■ **Assigned task**:
Write out each of the rows below, character for character, with nothing changed.

══ The data

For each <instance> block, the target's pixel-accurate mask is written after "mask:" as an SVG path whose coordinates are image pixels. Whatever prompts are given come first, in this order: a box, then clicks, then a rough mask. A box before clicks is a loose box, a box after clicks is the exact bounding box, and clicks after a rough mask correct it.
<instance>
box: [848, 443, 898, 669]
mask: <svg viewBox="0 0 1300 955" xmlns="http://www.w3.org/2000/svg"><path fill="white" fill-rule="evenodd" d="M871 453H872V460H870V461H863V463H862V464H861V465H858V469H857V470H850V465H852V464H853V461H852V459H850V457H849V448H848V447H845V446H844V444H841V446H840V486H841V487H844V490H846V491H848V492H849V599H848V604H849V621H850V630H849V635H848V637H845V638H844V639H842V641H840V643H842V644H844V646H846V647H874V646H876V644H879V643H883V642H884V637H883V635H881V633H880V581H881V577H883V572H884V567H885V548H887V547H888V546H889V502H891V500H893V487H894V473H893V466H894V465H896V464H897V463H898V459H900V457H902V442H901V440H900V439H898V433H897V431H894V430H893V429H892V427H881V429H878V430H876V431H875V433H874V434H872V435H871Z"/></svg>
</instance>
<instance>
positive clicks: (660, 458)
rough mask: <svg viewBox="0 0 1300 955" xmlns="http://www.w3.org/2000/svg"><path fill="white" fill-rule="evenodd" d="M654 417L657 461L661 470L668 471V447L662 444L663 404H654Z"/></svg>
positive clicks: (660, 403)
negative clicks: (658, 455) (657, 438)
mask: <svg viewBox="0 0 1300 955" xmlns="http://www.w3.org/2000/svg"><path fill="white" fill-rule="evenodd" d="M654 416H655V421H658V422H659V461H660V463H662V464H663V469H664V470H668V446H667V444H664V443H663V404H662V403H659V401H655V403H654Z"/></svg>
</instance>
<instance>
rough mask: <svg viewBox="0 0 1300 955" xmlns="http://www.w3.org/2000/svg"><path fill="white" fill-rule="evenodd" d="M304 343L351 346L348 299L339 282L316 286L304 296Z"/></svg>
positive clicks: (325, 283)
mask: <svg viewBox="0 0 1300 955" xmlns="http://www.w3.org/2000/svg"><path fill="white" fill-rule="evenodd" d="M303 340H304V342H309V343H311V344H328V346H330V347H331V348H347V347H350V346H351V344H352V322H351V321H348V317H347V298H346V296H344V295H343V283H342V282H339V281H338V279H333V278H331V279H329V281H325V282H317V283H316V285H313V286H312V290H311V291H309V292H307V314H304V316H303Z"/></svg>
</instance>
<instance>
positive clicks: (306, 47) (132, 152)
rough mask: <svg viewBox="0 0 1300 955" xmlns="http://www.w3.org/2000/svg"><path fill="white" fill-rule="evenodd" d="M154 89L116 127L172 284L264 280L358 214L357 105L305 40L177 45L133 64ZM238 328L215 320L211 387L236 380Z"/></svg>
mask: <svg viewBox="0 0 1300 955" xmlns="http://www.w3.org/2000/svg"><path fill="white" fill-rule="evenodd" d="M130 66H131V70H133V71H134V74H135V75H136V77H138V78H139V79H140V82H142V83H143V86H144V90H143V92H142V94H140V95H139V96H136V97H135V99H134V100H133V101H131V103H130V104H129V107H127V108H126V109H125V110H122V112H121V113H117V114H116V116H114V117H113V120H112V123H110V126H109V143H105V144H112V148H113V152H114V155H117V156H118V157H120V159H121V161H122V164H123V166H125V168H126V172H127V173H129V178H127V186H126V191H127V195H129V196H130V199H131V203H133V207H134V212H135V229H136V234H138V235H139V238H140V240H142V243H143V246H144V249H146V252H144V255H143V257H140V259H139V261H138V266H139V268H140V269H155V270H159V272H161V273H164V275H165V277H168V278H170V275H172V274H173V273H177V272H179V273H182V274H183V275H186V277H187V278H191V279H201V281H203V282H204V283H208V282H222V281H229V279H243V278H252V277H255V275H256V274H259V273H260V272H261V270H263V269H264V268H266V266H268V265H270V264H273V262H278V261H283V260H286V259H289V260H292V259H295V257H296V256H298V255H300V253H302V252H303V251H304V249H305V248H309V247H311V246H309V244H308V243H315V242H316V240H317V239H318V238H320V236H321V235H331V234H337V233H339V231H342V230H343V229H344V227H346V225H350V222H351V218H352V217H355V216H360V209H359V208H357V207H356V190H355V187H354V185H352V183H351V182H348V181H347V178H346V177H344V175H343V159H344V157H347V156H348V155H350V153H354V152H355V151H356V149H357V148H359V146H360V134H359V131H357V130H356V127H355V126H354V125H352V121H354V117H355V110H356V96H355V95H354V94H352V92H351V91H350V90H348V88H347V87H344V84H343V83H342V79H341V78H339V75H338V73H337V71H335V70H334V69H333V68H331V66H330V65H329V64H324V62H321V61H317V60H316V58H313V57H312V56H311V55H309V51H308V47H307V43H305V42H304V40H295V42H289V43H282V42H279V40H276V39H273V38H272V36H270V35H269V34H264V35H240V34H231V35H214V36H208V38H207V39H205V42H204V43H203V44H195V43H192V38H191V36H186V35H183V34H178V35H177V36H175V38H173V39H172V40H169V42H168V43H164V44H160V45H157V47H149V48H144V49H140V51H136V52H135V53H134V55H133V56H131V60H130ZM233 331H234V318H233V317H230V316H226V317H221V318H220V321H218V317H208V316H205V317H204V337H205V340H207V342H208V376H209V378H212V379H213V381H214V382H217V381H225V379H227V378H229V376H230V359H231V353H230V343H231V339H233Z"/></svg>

════

■ **Your response**:
For each <instance> block, the target's pixel-accurate mask is written after "mask:" as an SVG path whose coordinates are image pixels. Whatever prompts are given come first, in this order: a box, then clicks, then a rough mask. A box before clicks is a loose box, a box after clicks is the exact bounding box, and clicks after a rough mask correct it.
<instance>
box: [848, 443, 898, 669]
mask: <svg viewBox="0 0 1300 955" xmlns="http://www.w3.org/2000/svg"><path fill="white" fill-rule="evenodd" d="M871 453H872V460H870V461H863V463H862V464H861V465H858V469H857V470H850V465H852V464H853V461H852V459H850V457H849V448H848V447H845V446H844V444H841V446H840V486H841V487H844V490H846V491H848V492H849V599H848V604H849V621H850V630H849V635H848V637H845V638H844V639H842V641H840V643H842V644H844V646H846V647H874V646H876V644H879V643H883V642H884V637H883V635H881V633H880V581H881V577H883V572H884V567H885V548H887V547H888V546H889V502H891V500H893V487H894V473H893V466H894V465H896V464H897V463H898V459H900V457H902V442H901V440H900V439H898V433H897V431H894V430H893V429H892V427H881V429H878V430H876V431H875V433H874V434H872V435H871Z"/></svg>
</instance>
<instance>
positive clicks: (660, 458)
rough mask: <svg viewBox="0 0 1300 955" xmlns="http://www.w3.org/2000/svg"><path fill="white" fill-rule="evenodd" d="M654 417L657 461L661 470L668 471V447L662 444L663 404H654Z"/></svg>
positive clicks: (660, 403)
negative clicks: (658, 455) (657, 438)
mask: <svg viewBox="0 0 1300 955" xmlns="http://www.w3.org/2000/svg"><path fill="white" fill-rule="evenodd" d="M654 416H655V421H658V422H659V461H660V463H662V464H663V469H664V470H668V446H667V444H664V443H663V404H662V403H659V401H655V403H654Z"/></svg>
</instance>
<instance>
rough mask: <svg viewBox="0 0 1300 955" xmlns="http://www.w3.org/2000/svg"><path fill="white" fill-rule="evenodd" d="M304 343L351 346L348 299L339 282L316 286L304 296Z"/></svg>
positive clicks: (325, 283)
mask: <svg viewBox="0 0 1300 955" xmlns="http://www.w3.org/2000/svg"><path fill="white" fill-rule="evenodd" d="M303 340H304V342H309V343H311V344H328V346H330V347H331V348H347V347H350V346H351V344H352V322H351V321H348V317H347V298H346V296H344V295H343V283H342V282H339V281H338V279H333V278H331V279H329V281H325V282H317V283H316V285H313V286H312V290H311V291H309V292H307V314H304V316H303Z"/></svg>
</instance>
<instance>
positive clicks: (306, 47) (132, 152)
rough mask: <svg viewBox="0 0 1300 955" xmlns="http://www.w3.org/2000/svg"><path fill="white" fill-rule="evenodd" d="M154 89L116 127L172 284L264 280L358 214L357 105L305 40L177 45L133 64ZM238 328L215 320L211 387L236 380Z"/></svg>
mask: <svg viewBox="0 0 1300 955" xmlns="http://www.w3.org/2000/svg"><path fill="white" fill-rule="evenodd" d="M130 66H131V70H133V71H134V74H135V75H136V77H138V78H139V79H140V82H142V83H143V86H144V90H143V92H142V94H140V95H139V96H136V97H135V99H134V100H133V101H131V103H130V104H129V107H127V108H126V109H125V110H122V112H121V113H117V114H116V116H114V117H113V120H112V123H110V126H109V143H105V144H112V148H113V152H114V155H117V156H118V157H120V159H121V161H122V164H123V166H125V168H126V172H127V173H129V178H127V186H126V191H127V195H129V196H130V199H131V203H133V207H134V212H135V229H136V234H138V235H139V238H140V240H142V243H143V246H144V249H146V252H144V255H143V257H140V259H139V261H138V266H139V268H140V269H155V270H159V272H161V273H164V275H165V277H168V278H170V275H172V274H173V273H177V272H179V273H182V274H183V275H186V277H187V278H191V279H201V281H203V282H204V283H208V282H222V281H229V279H243V278H252V277H255V275H256V274H259V273H260V272H261V270H263V269H264V268H266V266H268V265H270V264H273V262H278V261H283V260H286V259H289V260H292V259H295V257H296V256H298V255H300V253H302V252H303V251H304V249H305V248H309V247H311V246H309V244H308V243H315V242H316V240H317V239H318V238H320V236H321V235H331V234H337V233H339V231H342V230H343V229H344V227H346V225H350V222H351V218H352V217H355V216H360V209H359V208H357V207H356V190H355V187H354V185H352V183H351V182H348V181H347V178H346V177H344V175H343V159H344V157H347V156H348V155H350V153H354V152H355V151H356V149H357V148H359V146H360V134H359V131H357V130H356V127H355V126H354V125H352V121H354V117H355V110H356V96H355V95H354V94H352V92H351V91H350V90H348V88H347V87H344V84H343V83H342V79H341V78H339V75H338V73H337V71H335V70H334V69H333V68H331V66H330V65H329V64H324V62H321V61H317V60H316V58H313V57H312V56H311V55H309V51H308V47H307V43H305V42H304V40H295V42H289V43H282V42H279V40H276V39H273V38H272V36H270V35H269V34H264V35H240V34H231V35H214V36H208V38H207V39H205V42H204V43H203V44H195V43H192V38H191V36H186V35H183V34H178V35H177V36H175V38H173V39H172V40H169V42H168V43H164V44H160V45H157V47H149V48H144V49H140V51H136V52H135V53H134V55H133V56H131V60H130ZM233 331H234V318H233V317H230V316H226V317H221V318H220V321H218V317H208V316H205V317H204V337H205V340H207V342H208V376H209V378H212V379H213V381H214V382H217V381H225V379H227V378H229V376H230V359H231V353H230V343H231V339H233Z"/></svg>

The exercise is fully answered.